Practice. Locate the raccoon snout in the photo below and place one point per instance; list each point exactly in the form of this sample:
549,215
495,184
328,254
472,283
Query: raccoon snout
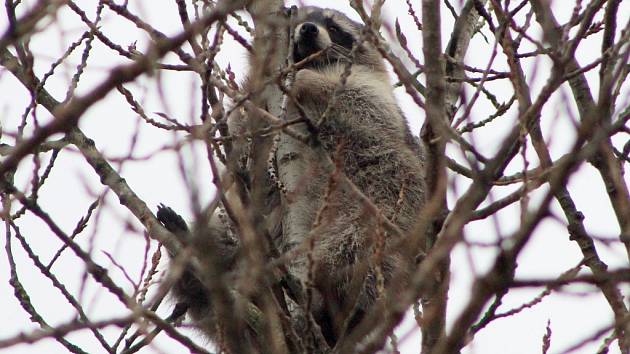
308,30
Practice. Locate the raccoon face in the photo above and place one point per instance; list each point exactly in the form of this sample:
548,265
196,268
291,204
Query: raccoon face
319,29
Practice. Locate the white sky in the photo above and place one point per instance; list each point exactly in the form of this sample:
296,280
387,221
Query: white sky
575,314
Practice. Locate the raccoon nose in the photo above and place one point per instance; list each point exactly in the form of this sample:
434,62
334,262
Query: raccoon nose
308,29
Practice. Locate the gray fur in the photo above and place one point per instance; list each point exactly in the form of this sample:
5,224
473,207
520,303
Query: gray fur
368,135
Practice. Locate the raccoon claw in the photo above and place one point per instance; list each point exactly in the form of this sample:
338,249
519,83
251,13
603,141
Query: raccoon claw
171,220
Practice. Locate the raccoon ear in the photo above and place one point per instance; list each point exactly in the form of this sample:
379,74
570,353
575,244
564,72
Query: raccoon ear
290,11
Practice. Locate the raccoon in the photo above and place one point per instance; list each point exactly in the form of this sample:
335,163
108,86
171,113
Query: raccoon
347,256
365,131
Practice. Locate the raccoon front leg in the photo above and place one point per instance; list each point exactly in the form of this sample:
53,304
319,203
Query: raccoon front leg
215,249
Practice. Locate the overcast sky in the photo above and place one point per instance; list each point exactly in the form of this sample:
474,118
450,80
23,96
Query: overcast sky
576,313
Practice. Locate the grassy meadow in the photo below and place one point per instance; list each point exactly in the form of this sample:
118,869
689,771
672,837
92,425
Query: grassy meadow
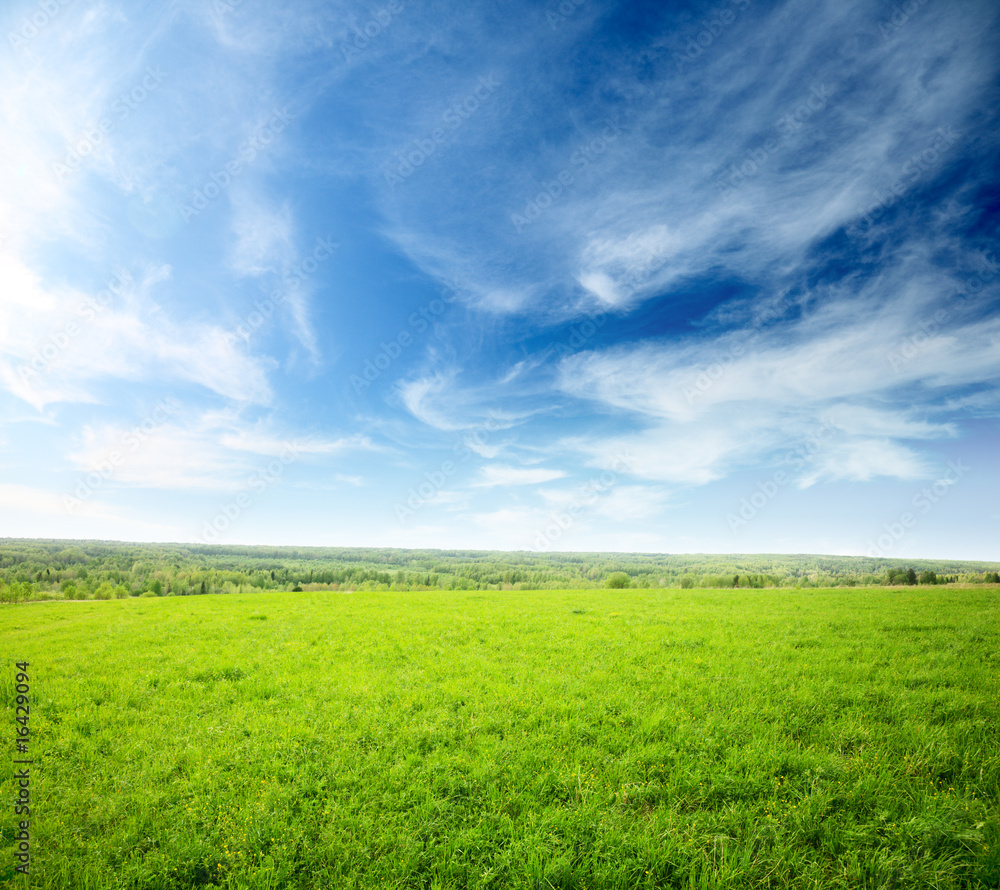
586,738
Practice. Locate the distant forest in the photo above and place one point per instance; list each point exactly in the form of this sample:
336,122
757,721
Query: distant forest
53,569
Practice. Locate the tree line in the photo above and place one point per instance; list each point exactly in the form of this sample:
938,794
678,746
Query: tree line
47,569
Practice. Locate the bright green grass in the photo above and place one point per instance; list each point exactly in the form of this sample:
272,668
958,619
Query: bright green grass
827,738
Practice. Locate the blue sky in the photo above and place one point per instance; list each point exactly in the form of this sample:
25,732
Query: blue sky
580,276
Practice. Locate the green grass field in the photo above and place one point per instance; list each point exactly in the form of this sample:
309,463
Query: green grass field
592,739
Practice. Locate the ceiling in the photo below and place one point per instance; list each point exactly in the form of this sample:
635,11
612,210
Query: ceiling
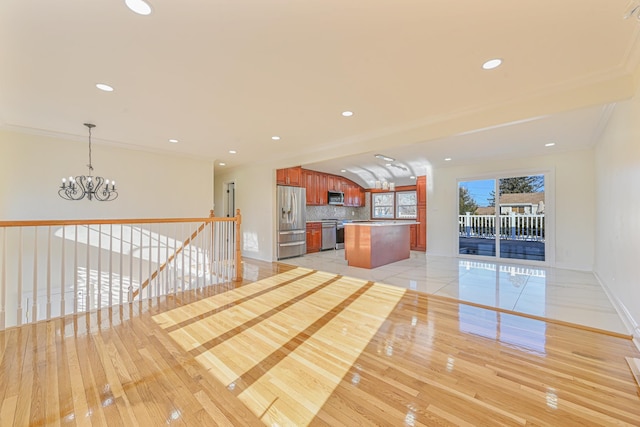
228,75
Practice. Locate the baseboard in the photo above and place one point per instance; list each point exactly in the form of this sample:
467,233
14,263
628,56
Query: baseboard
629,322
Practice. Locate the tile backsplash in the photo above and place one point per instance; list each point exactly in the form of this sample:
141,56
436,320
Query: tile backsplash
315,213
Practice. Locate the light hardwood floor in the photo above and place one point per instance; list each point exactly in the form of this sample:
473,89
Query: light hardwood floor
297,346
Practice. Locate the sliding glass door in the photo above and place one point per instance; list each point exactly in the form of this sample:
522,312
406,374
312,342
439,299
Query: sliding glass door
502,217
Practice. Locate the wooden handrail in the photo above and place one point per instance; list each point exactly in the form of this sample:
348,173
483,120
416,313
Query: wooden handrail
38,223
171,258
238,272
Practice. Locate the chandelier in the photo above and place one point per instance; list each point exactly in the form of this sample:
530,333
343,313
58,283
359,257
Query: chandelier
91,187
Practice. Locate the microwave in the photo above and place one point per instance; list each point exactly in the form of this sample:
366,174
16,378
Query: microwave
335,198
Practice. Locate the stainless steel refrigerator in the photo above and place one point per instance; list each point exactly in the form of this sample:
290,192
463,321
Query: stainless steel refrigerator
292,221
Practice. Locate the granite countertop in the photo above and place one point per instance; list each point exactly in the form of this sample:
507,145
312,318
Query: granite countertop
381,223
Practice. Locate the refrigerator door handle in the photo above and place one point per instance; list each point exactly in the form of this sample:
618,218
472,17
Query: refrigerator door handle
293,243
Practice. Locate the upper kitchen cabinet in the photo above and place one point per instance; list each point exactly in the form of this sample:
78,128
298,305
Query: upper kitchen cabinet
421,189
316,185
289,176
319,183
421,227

________________

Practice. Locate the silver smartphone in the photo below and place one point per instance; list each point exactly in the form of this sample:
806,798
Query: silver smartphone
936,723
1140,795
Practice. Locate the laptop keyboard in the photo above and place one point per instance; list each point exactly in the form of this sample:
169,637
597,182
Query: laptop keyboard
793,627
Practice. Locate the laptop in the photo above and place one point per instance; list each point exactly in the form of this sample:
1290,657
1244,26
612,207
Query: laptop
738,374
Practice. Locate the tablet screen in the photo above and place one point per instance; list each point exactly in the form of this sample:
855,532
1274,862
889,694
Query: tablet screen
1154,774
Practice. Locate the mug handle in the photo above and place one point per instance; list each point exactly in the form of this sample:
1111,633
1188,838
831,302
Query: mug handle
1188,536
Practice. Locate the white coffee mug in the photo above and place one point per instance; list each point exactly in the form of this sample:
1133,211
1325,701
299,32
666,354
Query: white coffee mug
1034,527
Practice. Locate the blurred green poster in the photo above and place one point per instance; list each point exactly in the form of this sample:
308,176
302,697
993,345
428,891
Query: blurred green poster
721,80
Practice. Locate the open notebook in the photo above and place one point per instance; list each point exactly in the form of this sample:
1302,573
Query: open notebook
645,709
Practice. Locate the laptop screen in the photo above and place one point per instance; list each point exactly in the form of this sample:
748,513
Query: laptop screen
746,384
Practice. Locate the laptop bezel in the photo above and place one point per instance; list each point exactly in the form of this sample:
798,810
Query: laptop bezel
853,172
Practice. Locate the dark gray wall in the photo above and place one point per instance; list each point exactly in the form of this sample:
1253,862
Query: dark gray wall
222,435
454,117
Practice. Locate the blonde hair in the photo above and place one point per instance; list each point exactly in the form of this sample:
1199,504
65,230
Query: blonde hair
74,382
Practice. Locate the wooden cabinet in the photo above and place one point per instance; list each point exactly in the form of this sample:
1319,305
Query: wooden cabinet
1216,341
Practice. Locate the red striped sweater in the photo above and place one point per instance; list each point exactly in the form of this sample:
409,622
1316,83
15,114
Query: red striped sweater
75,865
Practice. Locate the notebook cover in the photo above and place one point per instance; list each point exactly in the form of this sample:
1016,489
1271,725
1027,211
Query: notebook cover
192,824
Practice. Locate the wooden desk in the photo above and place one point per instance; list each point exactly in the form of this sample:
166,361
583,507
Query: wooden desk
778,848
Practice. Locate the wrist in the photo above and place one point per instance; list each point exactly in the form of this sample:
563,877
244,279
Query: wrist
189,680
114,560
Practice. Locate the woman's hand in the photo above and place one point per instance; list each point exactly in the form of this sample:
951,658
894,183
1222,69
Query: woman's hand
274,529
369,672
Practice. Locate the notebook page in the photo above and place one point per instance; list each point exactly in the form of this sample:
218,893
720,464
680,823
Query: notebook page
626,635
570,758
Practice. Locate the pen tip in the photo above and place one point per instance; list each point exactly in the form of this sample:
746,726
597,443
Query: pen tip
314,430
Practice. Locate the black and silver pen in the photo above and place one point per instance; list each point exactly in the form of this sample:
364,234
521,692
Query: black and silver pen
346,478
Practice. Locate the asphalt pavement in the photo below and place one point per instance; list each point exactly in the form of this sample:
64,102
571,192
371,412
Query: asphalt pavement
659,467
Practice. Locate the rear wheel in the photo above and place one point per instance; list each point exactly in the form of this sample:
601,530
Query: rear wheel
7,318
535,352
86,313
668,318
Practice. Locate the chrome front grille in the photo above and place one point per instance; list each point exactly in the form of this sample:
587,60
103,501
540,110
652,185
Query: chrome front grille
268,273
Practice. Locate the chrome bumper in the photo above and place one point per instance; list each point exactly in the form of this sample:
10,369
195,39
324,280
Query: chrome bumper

________________

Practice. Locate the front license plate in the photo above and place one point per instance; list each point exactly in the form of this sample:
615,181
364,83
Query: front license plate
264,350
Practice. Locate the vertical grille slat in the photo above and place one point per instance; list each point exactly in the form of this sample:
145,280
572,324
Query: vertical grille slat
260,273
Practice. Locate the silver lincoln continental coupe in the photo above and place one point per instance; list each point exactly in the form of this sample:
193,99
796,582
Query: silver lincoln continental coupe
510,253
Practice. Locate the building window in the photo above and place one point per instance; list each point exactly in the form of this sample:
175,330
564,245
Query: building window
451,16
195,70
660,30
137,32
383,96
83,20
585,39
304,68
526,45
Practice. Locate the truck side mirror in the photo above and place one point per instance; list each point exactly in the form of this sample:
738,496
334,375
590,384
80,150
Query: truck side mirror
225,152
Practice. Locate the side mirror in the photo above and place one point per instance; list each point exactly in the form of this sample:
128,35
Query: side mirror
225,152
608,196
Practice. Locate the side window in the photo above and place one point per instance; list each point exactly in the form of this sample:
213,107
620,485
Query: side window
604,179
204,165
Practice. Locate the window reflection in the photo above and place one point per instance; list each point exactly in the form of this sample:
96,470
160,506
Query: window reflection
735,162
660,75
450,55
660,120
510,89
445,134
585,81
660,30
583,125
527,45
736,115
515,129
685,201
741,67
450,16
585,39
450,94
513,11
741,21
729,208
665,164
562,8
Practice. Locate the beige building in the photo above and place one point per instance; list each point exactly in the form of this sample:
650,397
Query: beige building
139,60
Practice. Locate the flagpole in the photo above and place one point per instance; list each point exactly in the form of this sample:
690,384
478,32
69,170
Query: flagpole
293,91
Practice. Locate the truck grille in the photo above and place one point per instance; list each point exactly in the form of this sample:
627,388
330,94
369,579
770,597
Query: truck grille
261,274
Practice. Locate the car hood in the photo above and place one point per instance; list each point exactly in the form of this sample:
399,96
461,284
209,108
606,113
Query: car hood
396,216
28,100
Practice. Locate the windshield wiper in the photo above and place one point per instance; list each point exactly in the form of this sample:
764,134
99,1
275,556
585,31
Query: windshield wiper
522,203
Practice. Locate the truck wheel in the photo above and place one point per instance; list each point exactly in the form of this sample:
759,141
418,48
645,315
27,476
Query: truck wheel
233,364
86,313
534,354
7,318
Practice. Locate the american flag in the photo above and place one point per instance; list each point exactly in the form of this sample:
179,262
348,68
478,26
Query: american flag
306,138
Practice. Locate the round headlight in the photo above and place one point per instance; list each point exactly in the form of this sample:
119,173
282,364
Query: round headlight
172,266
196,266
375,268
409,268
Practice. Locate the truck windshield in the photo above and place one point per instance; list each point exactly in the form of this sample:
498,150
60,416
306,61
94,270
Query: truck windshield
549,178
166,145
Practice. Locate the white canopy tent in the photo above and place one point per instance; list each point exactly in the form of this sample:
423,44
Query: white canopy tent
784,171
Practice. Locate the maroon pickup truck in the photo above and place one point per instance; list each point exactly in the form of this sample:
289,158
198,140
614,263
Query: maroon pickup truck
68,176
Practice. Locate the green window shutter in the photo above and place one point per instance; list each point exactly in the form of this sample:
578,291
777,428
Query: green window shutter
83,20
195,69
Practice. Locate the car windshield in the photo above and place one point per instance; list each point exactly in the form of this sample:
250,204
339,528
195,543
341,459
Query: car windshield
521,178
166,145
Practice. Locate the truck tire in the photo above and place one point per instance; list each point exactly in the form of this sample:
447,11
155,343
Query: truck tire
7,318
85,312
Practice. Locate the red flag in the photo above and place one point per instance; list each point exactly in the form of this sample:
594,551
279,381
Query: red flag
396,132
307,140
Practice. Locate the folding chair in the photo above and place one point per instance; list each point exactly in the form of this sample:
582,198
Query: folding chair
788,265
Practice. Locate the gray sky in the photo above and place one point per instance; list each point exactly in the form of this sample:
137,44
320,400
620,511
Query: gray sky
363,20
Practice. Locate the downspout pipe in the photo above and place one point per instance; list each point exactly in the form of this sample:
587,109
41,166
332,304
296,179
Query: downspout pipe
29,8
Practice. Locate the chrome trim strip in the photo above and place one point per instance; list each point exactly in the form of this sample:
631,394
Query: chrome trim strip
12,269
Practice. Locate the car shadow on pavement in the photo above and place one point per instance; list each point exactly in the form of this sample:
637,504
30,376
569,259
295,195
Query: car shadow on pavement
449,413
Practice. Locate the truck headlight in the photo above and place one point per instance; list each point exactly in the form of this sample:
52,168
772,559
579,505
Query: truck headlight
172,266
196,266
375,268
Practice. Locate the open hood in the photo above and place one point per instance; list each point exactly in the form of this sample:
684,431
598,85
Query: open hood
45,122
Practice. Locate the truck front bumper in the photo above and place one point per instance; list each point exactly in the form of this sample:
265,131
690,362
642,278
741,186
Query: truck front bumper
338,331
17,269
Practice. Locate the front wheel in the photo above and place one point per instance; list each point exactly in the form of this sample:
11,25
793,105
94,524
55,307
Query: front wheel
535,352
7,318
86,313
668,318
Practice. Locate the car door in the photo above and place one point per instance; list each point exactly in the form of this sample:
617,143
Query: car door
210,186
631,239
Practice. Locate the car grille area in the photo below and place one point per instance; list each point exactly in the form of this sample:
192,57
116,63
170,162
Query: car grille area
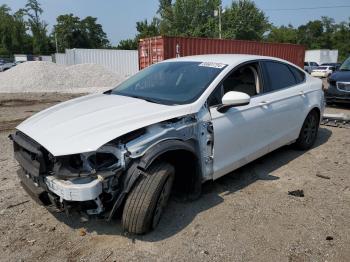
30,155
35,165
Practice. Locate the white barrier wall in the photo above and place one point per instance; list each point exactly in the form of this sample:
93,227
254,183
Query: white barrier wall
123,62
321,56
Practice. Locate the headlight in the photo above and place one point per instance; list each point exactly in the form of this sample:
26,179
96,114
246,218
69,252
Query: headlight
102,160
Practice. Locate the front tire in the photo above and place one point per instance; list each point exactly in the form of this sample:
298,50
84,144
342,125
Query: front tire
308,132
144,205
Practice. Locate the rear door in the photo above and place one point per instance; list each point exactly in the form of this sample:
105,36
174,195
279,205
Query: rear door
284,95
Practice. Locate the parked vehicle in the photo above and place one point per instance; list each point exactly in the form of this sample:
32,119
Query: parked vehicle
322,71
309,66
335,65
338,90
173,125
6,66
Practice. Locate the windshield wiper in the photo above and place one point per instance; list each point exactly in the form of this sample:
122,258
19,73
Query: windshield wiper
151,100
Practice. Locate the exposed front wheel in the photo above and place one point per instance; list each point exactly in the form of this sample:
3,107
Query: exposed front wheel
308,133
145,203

________________

Exercise description -
Swap "bumper" for "fender" in the rows between the line holding "Practice. Locate the chrome front" and the line holding "Query: chrome bumper", inclusive, and write those lines out again with nothing else changed.

Written solution -
Practice. Locate the chrome front grille in the photo above and place one point per instance; list each point exactly in the form of this sample:
587,60
103,501
540,110
652,185
Query: chrome front grille
268,273
Practice. Locate the chrome fender in the photo above and place one point per instance; list each point exactly in the form of this sample:
10,369
195,39
324,280
Query: chrome fender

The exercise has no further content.